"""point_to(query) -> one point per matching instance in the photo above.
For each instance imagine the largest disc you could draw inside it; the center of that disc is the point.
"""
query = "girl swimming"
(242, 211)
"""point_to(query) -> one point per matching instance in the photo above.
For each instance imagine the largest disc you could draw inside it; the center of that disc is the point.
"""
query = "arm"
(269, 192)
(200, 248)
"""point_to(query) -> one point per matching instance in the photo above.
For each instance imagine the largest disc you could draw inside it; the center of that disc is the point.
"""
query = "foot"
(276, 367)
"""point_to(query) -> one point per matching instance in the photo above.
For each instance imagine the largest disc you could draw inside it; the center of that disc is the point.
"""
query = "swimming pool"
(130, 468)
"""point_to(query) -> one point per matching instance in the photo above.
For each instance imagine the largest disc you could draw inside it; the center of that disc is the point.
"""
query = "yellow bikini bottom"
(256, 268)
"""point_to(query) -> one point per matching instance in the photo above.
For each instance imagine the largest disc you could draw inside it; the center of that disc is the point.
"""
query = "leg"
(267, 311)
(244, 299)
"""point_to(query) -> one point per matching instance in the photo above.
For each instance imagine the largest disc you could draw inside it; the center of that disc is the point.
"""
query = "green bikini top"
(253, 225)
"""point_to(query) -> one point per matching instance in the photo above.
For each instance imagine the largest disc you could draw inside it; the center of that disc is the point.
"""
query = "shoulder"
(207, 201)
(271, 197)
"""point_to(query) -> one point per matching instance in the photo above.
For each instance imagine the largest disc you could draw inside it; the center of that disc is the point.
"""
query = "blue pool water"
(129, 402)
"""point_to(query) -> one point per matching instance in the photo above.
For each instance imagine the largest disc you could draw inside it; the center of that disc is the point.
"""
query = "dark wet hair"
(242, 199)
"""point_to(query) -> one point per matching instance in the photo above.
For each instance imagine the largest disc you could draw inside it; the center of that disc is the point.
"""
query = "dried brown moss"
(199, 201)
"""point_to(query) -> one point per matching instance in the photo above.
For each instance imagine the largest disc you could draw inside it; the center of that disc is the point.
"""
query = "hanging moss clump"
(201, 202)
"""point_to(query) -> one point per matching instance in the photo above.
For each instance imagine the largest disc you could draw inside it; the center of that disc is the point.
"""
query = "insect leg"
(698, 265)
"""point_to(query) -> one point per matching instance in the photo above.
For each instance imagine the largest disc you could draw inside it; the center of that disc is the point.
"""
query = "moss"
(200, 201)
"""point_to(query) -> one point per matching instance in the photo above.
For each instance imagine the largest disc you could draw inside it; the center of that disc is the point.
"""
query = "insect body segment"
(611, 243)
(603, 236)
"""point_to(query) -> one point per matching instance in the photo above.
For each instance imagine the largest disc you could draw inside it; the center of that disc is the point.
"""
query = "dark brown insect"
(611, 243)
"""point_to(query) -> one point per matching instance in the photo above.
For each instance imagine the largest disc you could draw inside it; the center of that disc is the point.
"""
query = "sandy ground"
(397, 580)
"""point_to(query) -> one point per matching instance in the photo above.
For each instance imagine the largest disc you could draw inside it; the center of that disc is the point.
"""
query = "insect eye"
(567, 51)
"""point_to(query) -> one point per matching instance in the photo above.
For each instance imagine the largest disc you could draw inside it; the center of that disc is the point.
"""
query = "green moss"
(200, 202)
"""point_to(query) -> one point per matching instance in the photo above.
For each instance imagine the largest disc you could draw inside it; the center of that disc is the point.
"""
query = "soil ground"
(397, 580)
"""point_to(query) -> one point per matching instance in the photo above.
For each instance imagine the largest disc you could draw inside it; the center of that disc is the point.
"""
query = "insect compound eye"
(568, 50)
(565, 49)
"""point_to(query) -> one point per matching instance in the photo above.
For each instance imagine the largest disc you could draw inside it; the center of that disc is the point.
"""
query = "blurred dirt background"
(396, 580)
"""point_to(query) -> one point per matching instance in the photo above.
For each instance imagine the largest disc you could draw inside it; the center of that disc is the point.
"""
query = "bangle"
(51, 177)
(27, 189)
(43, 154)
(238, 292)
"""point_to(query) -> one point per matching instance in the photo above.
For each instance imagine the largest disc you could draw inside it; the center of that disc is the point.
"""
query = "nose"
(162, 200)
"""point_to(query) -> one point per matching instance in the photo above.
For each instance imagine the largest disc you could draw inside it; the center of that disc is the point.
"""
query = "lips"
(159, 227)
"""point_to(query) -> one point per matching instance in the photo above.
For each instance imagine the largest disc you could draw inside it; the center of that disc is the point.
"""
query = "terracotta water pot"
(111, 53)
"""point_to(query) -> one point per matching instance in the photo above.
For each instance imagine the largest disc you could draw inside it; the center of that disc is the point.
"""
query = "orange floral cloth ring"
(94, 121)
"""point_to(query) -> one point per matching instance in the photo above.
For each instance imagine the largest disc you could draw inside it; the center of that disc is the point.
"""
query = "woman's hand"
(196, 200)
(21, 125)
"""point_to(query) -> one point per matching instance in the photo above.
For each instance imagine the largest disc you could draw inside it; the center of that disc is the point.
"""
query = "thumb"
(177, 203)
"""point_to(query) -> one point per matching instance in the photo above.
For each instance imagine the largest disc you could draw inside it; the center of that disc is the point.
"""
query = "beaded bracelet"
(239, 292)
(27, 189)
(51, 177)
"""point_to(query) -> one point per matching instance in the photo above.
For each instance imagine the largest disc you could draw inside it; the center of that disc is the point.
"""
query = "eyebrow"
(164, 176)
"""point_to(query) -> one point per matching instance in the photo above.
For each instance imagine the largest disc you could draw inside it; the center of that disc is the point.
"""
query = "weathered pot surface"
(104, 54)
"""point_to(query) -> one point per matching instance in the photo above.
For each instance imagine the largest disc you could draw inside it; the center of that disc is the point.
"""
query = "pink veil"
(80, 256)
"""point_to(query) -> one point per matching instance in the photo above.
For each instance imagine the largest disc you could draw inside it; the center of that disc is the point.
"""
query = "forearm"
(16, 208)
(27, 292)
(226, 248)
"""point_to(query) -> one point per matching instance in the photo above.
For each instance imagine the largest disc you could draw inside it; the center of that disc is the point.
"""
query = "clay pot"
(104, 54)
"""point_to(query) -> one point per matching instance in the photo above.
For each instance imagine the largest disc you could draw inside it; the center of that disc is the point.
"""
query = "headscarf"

* Your assignment: Your answer should be the full set of records above, restated exactly.

* Result below:
"""point_to(query) -> one point per matching instance in the photo above.
For each instance imagine the largest disc you could draw inside it; the center of that disc is the point.
"""
query = "girl swimming"
(242, 211)
"""point_to(query) -> one point per matching instance in the photo above.
For each instance imagine the largest disc you could draw inside it; the center of that disc is the point.
"""
query = "arm"
(269, 192)
(200, 248)
"""point_to(query) -> one point per matching instance in the photo above.
For each instance imagine the largest disc you could draw inside it; the center of that disc is the point.
"""
query = "foot"
(276, 367)
"""point_to(query) -> one point per matching instance in the photo above.
For each instance imagine the largest disc you could draw inside it; the center of that disc is the point.
"""
query = "swimming pool"
(130, 468)
"""point_to(query) -> one point per matching instance in the photo above.
For each instance imagine the largest disc you could draw inside it; the center of that disc is the point.
"""
query = "yellow bikini bottom"
(256, 268)
"""point_to(query) -> one point per matching instance in the photo above.
For each instance imagine the largest disc you could draw inside it; the center of that disc is the point.
"""
query = "leg"
(267, 311)
(244, 299)
"""point_to(query) -> one point per matching instance in the photo above.
For each instance imagine the largest disc you could draw inside it; the center of that disc is the point.
"""
query = "green bikini top"
(253, 225)
"""point_to(query) -> one point per matching instance in the photo above.
For each instance imagine the largest disc you could draw inside it; the center of that disc is the point.
"""
query = "shoulder"
(207, 201)
(271, 197)
"""point_to(query) -> one point per matching instance in the photo above.
For each instance imagine the largest disc you could draw inside it; the center of that disc is the point.
"""
query = "blue pool water"
(129, 402)
"""point_to(query) -> one point per matching instance in the photo above.
For each instance imagine the largest disc you could draw inside it; the center of that disc is the point.
"""
query = "dark wet hair"
(242, 199)
"""point_to(query) -> one point per matching instance in the photo above.
For each instance imagine the largest disc you could draw inside it; the center of that disc is the point.
"""
query = "dried brown moss"
(199, 201)
"""point_to(query) -> one point per matching instance in the photo above.
For each instance imagine the largest disc you could draw inside it; the center of that disc is the point.
"""
query = "hanging moss clump"
(201, 202)
"""point_to(query) -> one point per matching instance in the photo above.
For each instance imagine the largest disc you could draw inside it; the center of that disc is the point.
"""
query = "insect leg"
(698, 265)
"""point_to(query) -> one point per matching instance in the photo above.
For each instance imagine the largest disc you could draw inside it; the center of that disc is the point.
"""
query = "moss"
(200, 201)
"""point_to(query) -> one point per matching instance in the photo above.
For each instance imagine the largest disc you could draw inside it; the center of that disc is the point.
"""
query = "insect body segment"
(611, 243)
(603, 236)
"""point_to(query) -> one point per matching instance in the photo above.
For each instance imagine the largest disc you could draw inside it; the center of that disc is the point.
"""
query = "dark brown insect"
(611, 243)
"""point_to(query) -> one point per matching instance in the photo above.
For each instance imagine the largest disc you could draw inside it; the center of that disc is the point.
"""
query = "sandy ground"
(397, 580)
"""point_to(query) -> one point per matching instance in the photo above.
For each instance imagine the largest disc you could draw inside it; the center of that disc is the point.
"""
query = "insect eye"
(567, 51)
"""point_to(query) -> one point per matching instance in the photo above.
For each instance imagine the largest disc you could draw inside it; the center of that disc is the point.
"""
query = "green moss"
(200, 202)
"""point_to(query) -> one point per matching instance in the photo above.
For each instance imagine the largest disc you could draw inside it; the center of that disc is the point.
"""
query = "soil ground"
(397, 580)
"""point_to(query) -> one point per matching instance in the photo above.
For each instance imagine the largest disc you could draw inside it; the center of that disc is the point.
"""
query = "insect compound eye"
(568, 50)
(565, 49)
"""point_to(query) -> one point per matching instance in the photo above.
For each instance imagine the largest disc you could draw inside it; the center of that disc is the point.
"""
query = "blurred dirt background"
(396, 580)
"""point_to(query) -> one point per matching instance in the photo above.
For each instance imagine the largest disc you could draw inside it; the center of that disc is the point.
"""
query = "bangle"
(51, 177)
(27, 189)
(43, 154)
(238, 292)
"""point_to(query) -> one point per matching instance in the photo above.
For each instance imagine the largest disc you could draw inside it; the center of that disc is the point.
"""
query = "nose"
(162, 200)
"""point_to(query) -> one point per matching instance in the photo above.
For each instance imagine the largest disc you could draw inside it; the center of that disc is the point.
"""
query = "lips"
(159, 227)
"""point_to(query) -> one point per matching instance in the photo above.
For each instance imagine the largest disc you could draw inside it; the center of that disc is the point.
"""
query = "terracotta water pot"
(111, 53)
"""point_to(query) -> one point per matching instance in the photo above.
For each instance imagine the largest disc you could draw inside it; the center of that disc is the point.
"""
query = "orange floral cloth ring"
(94, 121)
"""point_to(query) -> one point per matching instance in the photo above.
For each instance imagine the largest disc you could draw inside it; the center of that disc is the point.
"""
query = "woman's hand"
(196, 200)
(21, 125)
"""point_to(query) -> one point per matching instance in the photo above.
For each instance imagine the largest disc you could draw inside it; the center of that disc is the point.
"""
query = "thumb"
(177, 203)
"""point_to(query) -> one point per matching instance in the photo above.
For each instance imagine the largest disc you could draw inside it; the center of that disc is the point.
"""
query = "beaded bracelet"
(239, 292)
(27, 189)
(51, 177)
"""point_to(query) -> one point per matching instance in the photo above.
For each instance imagine the largest disc you could draw inside it; the center of that disc is the point.
"""
query = "eyebrow"
(164, 176)
"""point_to(query) -> one point per matching instance in the photo above.
For each instance imagine the largest disc you could draw inside it; the center of that disc is the point.
"""
query = "weathered pot surface"
(104, 54)
"""point_to(query) -> one point per matching instance in the photo above.
For each instance imagine the largest disc you could draw inside it; the center of that disc is the point.
"""
query = "pink veil"
(80, 256)
"""point_to(query) -> one point per matching instance in the photo above.
For each instance imagine the largest disc you could draw inside it; the center of that disc is the point.
"""
query = "forearm"
(16, 208)
(27, 292)
(226, 248)
"""point_to(query) -> one point per matching instance in the photo above.
For each instance imagine the largest disc you could draw inside it; the center of that disc is the point.
"""
query = "clay pot"
(104, 54)
"""point_to(query) -> one point per matching instance in the photo above.
For each instance imagine the largest disc you could draw inside it; the center of that disc is the point.
"""
query = "headscarf"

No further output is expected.